#### Problem to work on:
From the data below, repeat everything exactly except the images.

#### Records supplied:

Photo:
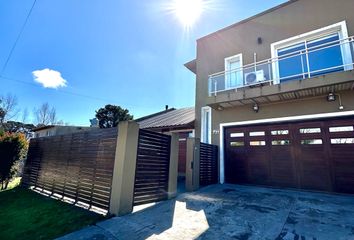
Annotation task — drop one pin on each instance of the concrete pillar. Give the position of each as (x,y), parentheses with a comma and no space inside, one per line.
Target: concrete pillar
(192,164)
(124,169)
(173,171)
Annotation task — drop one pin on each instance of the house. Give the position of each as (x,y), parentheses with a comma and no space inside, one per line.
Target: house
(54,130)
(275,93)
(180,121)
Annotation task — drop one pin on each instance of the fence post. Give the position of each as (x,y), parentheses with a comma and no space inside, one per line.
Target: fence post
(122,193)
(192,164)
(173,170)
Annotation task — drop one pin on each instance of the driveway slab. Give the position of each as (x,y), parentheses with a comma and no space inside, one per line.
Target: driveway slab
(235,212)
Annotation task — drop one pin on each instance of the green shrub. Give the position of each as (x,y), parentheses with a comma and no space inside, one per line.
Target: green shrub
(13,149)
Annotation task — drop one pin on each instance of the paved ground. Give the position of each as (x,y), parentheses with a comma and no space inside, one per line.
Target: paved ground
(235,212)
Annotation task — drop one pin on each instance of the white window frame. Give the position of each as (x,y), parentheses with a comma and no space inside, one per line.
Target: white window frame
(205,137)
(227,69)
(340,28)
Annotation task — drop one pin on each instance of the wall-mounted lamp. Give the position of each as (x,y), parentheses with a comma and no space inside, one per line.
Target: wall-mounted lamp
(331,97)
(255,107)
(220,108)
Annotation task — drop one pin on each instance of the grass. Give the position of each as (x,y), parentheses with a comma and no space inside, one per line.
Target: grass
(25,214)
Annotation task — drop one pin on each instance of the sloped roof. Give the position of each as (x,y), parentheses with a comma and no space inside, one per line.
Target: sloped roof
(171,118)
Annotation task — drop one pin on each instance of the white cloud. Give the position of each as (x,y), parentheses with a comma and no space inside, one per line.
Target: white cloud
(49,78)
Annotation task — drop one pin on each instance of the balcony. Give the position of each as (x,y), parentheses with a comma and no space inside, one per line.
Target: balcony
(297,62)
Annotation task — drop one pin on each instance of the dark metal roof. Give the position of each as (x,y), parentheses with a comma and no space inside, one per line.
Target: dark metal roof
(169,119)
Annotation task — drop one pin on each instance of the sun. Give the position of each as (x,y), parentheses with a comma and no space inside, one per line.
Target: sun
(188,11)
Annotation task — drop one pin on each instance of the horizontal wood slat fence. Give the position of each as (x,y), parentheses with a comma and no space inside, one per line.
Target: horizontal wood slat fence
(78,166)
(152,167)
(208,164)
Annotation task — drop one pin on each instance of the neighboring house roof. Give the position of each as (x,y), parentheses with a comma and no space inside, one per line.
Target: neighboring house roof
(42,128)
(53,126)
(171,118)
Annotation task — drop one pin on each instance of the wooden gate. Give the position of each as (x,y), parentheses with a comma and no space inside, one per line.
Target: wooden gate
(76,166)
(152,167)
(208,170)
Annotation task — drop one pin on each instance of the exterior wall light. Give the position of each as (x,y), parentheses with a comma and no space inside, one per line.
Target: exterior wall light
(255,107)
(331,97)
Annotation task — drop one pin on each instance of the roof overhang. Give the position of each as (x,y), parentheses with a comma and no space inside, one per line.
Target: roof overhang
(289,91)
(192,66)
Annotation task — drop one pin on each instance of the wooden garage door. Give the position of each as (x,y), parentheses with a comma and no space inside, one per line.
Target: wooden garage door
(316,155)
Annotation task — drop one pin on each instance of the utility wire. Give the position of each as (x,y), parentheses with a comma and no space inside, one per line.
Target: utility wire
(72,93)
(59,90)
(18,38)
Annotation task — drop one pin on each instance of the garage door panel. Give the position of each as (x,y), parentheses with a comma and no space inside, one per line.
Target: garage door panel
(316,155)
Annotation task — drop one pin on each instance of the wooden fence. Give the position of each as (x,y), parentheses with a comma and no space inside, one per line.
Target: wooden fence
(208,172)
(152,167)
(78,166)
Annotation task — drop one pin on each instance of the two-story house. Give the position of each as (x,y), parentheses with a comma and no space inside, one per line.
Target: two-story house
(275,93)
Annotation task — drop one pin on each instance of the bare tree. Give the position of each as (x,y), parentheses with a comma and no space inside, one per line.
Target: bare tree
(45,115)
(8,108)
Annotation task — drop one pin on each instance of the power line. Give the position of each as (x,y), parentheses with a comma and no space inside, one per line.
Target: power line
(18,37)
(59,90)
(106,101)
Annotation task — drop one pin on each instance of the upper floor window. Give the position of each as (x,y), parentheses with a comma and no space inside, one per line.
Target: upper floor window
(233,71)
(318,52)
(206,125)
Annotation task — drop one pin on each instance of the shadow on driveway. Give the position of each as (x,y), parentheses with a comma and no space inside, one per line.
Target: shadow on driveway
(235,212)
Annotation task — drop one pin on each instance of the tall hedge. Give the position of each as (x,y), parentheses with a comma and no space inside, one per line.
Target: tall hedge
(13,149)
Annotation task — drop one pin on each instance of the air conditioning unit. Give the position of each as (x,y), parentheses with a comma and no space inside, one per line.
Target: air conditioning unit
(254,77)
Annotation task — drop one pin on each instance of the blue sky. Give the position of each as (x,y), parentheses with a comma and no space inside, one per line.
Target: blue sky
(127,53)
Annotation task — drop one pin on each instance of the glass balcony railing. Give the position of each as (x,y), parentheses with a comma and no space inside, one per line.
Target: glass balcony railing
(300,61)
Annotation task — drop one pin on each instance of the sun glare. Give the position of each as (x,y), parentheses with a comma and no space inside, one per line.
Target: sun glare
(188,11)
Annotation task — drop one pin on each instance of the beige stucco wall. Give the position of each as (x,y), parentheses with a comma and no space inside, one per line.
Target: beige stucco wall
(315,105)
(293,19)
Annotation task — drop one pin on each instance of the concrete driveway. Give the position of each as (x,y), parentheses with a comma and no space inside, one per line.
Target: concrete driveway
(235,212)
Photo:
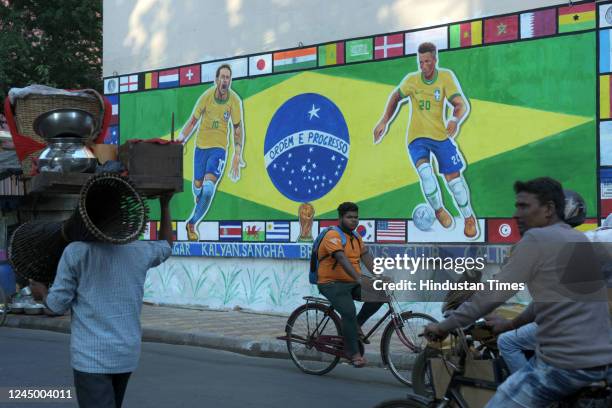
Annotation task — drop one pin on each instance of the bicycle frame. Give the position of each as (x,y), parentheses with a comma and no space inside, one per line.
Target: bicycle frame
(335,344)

#### Answer to the exercise:
Photo:
Annotation task — drop one pin on each instance of the concrete pillar. Give the position of each as (x,y), parentheses with a comma and no space inside, one per line.
Target: concrete pillar
(192,164)
(124,169)
(173,171)
Annotation task — drop one pin on each instance of the house. Give the position of each as (x,y), parentheses with a comma and no space inside, one per line.
Target: house
(54,130)
(275,93)
(180,121)
Annotation task — drop one pin on each instance of the fence post. Give the position of each as (x,y), parentheses with a comma and no space inside, one per line.
Target: fence post
(122,193)
(192,164)
(173,170)
Annotation task — drop one pin on each instance of the driveway slab. Give the position of each as (x,y), parentheses with a comma and no space inside, one per line.
Target: driveway slab
(235,212)
Annotation task — drop one pin on each instance of the green shrub. Give the position of each as (x,y), parentheses with a comma and no space inside, one per line.
Target: green shrub
(13,149)
Annotation task — drop one pin on each instance of the paved ground. Give the position of each as (x,y), parentheses with a comma and no space inside, one per line.
Target: paved ground
(235,212)
Annotation task — drop one pin on each instance of the white window frame. Give the position of each as (x,y), parentheses with a comma and no space inside, one per line.
Target: white window frame
(205,137)
(227,69)
(340,28)
Annotation task — drop one pin on each instance of the wall-mounted lamp. Give the position of each as (x,y), parentheses with a comma and no space inside, one per line.
Target: wall-mounted lamp
(331,97)
(255,107)
(220,108)
Annotation task — drop one pin on each instance of the grass. Give the position of each as (x,y), parentheses with a comma and no space inside, one per line.
Target: grass
(25,214)
Annotation task — drop one pin on each instance of the sloped roof. Give the position of each as (x,y), parentheses with a comma and no space inside, one per line.
Target: sloped roof
(171,118)
Annotation task — drop one pin on each instance of the white cloud. Give the position of each as (x,y), parentheses with a comma and no space inside, one per line.
Target: white cloud
(49,78)
Annotation task — drop one pin on each instance of the balcony. Give the position of each as (x,y), parentheses with a comma and no space inside, one per line.
Target: balcony
(297,62)
Annotation task — drop one pin on each instance of the dark metal roof. Give the position of each as (x,y), parentheses with a comma and no space inside, one per line.
Target: dark metal roof
(169,119)
Annotation task — drop one pin on each instance of the sun. Give the position of each as (x,y), parentheses with a comma and no space inside, one per line.
Target: sun
(188,11)
Annotation task — drop one pin on each instance of the horizontal wood slat fence. Give the position of each as (x,y), parentheses with a comma and no space inside, one per line.
Target: horizontal wood slat fence
(78,166)
(152,167)
(208,164)
Annotation task — drop one pin on each instance of the neighboring house roof. Give the position of each as (x,y), parentheses with a comma and no space inside, one per line.
Target: neighboring house roof
(42,128)
(53,126)
(171,118)
Annotation task — drop one pin on each instance of the wooden gate. Give the position of each as (x,y), parentheses with a comma and no space inside, one per line.
Target: wooden gate
(76,166)
(152,167)
(208,170)
Annotation task — drop one pin on each instance of the exterior wall light. Give the position of each as (x,y), parentheses with a comma and no space inside, one per line.
Target: exterior wall light
(255,107)
(331,97)
Annotation task — drop one pin on each instance of the roof overhang. Give the position of each as (x,y), parentheses with a comma and no space inside, one per line.
Target: roof overhang
(289,91)
(192,66)
Annotation task — drop one pin on each instance of the wooden garage door. Give the position of each as (x,y), parentheses with a comma and no space inside, one per line.
Target: wooden garage door
(316,155)
Annotation task — drop one pin on each instance of the utility wire. Give the position of each as (x,y), parentheses with a comma and no space inside, one per line.
Target: utility wire
(72,93)
(59,90)
(18,38)
Annotation task — drop one pin on each instance of the garage door panel. Give the position of each as (x,y), parentheses with a comma and no space inside, one per line.
Target: garage door panel
(316,155)
Annotation task — drop one pin on each instance of the wooden fence. Give the position of each as (x,y), parentheses with a comma and no space inside, one per line.
Target: wooden fence
(208,172)
(152,167)
(78,166)
Annotation task — drop one pin on each instance of the two-story house. Give the position of each as (x,y), parentheses with a comma and no space inside, one per line.
Target: two-story house
(275,93)
Annotation task — drop one pin on each instance of the bare tree. Give the position of each as (x,y), parentheses with a comma and no space inside, one per line.
Target: bare tree
(45,115)
(8,108)
Annotation task — drop one pin on each instance of the power line. Give the position of each as (x,y), parentheses with a comma and no space inside, one per line.
Target: power line
(18,37)
(59,90)
(106,101)
Annotation task — drop one pin on each instance of the upper floor window. Give the position of each as (x,y), parentheses with a comma and no space inside, one per line.
Target: upper floor window
(233,71)
(318,52)
(206,125)
Annotation task — drop one pin on each instance of the shadow on driveway. Give the position of each as (x,y), parentheses with a comma and no space inside, one per line.
Target: shadow on driveway
(235,212)
Annotation task — drop one pin on each instance of the tall hedge. Give the position of each as (x,y), parentheses with a comma and no space inside, one per line.
Target: tall hedge
(13,149)
Annotation task — drop one pin on each instance of the air conditioning unit. Give the position of each as (x,y), parentheses with a comma and no space inside, one per line.
Target: air conditioning unit
(254,77)
Annotation task — drop one pin on each instance of the blue sky. Give the position of each as (x,y), parentheses with a comma and no space inside, one per line.
Target: blue sky
(127,53)
Annotation task — drop one pin on each instance of the glass balcony railing. Give the position of each as (x,y), parentheses with a comma and no space inside, one per line.
Target: glass balcony railing
(300,61)
Annotation task — drop one pin on each instance of the sun glare. Give the position of each as (x,y), parentheses with a comma and no space inside, one per line.
Target: sun glare
(188,11)
Annotation task — drop one pin on each instance of the beige stucco wall. Give the position of each as (x,y), parentheses with a comma and no space inside, one per line.
Target: beige stucco wall
(315,105)
(293,19)
Annotation task — drop one pin on each instance of the concrete driveway. Give the position of each as (x,y), parentheses with a comma and no space inside, one per line.
Target: concrete driveway
(235,212)
Photo:
Annotation task — drop one pin on each instance of the bicycle frame. Give the position of each as (x,y), parentheses with a comma and no space inside, one per line.
Target: bicycle frame
(335,344)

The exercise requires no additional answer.